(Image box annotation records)
_____
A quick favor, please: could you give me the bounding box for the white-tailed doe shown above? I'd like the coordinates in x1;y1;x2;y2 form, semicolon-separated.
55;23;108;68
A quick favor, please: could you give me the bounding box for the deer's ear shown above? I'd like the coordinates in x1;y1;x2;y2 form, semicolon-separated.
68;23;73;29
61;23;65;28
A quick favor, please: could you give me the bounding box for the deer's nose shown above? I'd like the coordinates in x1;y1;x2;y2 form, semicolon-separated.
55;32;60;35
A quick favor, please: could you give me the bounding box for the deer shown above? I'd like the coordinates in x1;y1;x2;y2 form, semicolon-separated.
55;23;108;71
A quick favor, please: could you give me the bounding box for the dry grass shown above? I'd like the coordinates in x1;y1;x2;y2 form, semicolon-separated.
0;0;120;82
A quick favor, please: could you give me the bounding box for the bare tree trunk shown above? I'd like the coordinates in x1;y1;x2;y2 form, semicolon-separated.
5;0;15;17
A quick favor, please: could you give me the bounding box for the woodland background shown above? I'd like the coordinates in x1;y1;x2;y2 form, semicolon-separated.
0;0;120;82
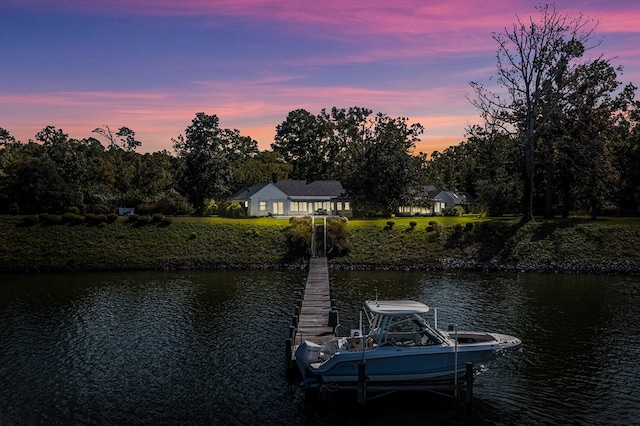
_____
### What needs to be done
Rewrite the rows above with "bounding box" renamed to "enclosing rectangle" throughout, keeping everything else the same. Leave the pictures out of your answer.

### Correct answer
A quick favor, please: could you give me the enclosing rectangle for the white-tailed doe shown above? I'd like the coordinates in x1;y1;x2;y2 form, semicolon-separated.
55;23;108;68
A quick favor, please: could you give me the enclosing rectangle for the deer's ear shown above? I'd like the coordinates in x1;y1;x2;y2 form, semicolon-separated.
68;23;73;29
61;23;65;28
A quick favor, please: could you give me the enclosing rectangle for the deer's nose shown above? I'd like the coordinates in x1;y1;x2;y2 form, semicolon-separated.
55;32;60;35
A quick favor, please: could you give me the enclosing rectangle for the deer shown above? I'd like the coordinates in x1;y1;x2;y2 form, semicolon-separated.
55;23;108;71
A quick favor, please: could you give me the enclosing rectangle for the dry grass shown above? I'd like the coordinates in x1;y1;x2;y2 form, semicolon-separated.
0;0;120;82
A quick favor, please: could you give me the enclosing rectangle for the bare tree trunk shown above? I'd like the coordinates in x1;y1;x2;y2 form, semicolon-separated.
5;0;15;17
A quick favor, please: could you give me the enclosing rectangle for the woodland background shown above? I'd like the coordinates in x1;y1;x2;y2 form, semicolon-separated.
0;0;120;82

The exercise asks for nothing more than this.